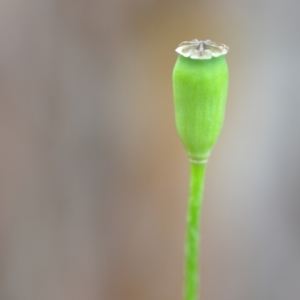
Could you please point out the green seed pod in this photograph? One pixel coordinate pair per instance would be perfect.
(200, 83)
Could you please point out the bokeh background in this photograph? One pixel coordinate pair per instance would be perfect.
(93, 178)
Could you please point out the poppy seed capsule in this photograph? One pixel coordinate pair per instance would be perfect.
(200, 84)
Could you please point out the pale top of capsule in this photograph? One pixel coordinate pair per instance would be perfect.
(201, 49)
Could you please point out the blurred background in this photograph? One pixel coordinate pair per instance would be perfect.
(93, 178)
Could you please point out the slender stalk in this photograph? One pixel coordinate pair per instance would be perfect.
(192, 232)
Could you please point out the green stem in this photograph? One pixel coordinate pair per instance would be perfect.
(193, 229)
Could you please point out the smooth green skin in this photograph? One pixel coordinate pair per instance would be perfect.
(193, 228)
(200, 93)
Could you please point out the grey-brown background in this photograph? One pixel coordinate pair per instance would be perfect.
(93, 178)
▬▬▬▬▬▬▬▬▬▬
What is needed:
Retype all of the material above word for word, leaving out the pictures.

Correct response:
Could you please point out the green seed pod in this photograph? One pixel coordinate pair per instance would be perfect.
(200, 83)
Could you please point out the bokeh background in this photograph? One pixel coordinate pair per instance would be perfect.
(93, 178)
Could you please point out the poppy seed capsule in this photograph? One pixel coordinate pair per instance would be perfect.
(200, 84)
Could you please point out the pale top of capsule in this photograph? One pixel coordinate pair per instance would be perfect.
(201, 49)
Could you please point out the blurred background in this photograph? One pixel coordinate pair per instance would be perfect.
(93, 178)
Could you please point out the slender stalk in this photograph? One pixel coordinate pair per instance would be perfect.
(192, 232)
Could you please point out the green stem in this photograph? One pixel coordinate pair per instance would be perfect.
(193, 229)
Could you please point out the smooth green skin in this photograph? One pixel coordinate pair per instance would be perfect.
(193, 228)
(200, 93)
Could you please point out the grey-brown background in this photograph? One pixel coordinate pair per instance would be perfect.
(93, 178)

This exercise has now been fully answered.